> **Work order**:
With no images included, output each entry below exactly as it appears.

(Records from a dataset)

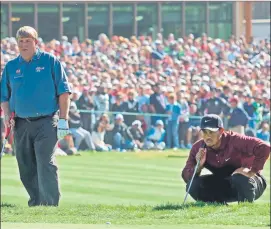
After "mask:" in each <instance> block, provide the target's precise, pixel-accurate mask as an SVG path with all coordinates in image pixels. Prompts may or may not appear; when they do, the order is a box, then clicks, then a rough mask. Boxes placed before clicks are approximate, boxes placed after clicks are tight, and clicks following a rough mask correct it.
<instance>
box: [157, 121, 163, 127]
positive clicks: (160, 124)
mask: <svg viewBox="0 0 271 229" xmlns="http://www.w3.org/2000/svg"><path fill="white" fill-rule="evenodd" d="M155 124H156V126H158V125H161V126H163V125H164V123H163V121H162V120H157V121H156V123H155Z"/></svg>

> **Exercise solution**:
After "mask:" in each <instance> block, provide the target's precise, pixel-accurate mask as an SVG path with all coordinates in image pixels. Prompts may or may not appear; when they do, the order is a box, then clicks, then a rough mask. Boxes placed before clicks are approximate, boxes placed after clicks are tight, and clicks following a rough mask correct it.
<instance>
box: [157, 121, 163, 127]
positive clicks: (160, 124)
mask: <svg viewBox="0 0 271 229" xmlns="http://www.w3.org/2000/svg"><path fill="white" fill-rule="evenodd" d="M155 124H156V126H158V125H161V126H163V125H164V123H163V121H162V120H157V121H156V123H155Z"/></svg>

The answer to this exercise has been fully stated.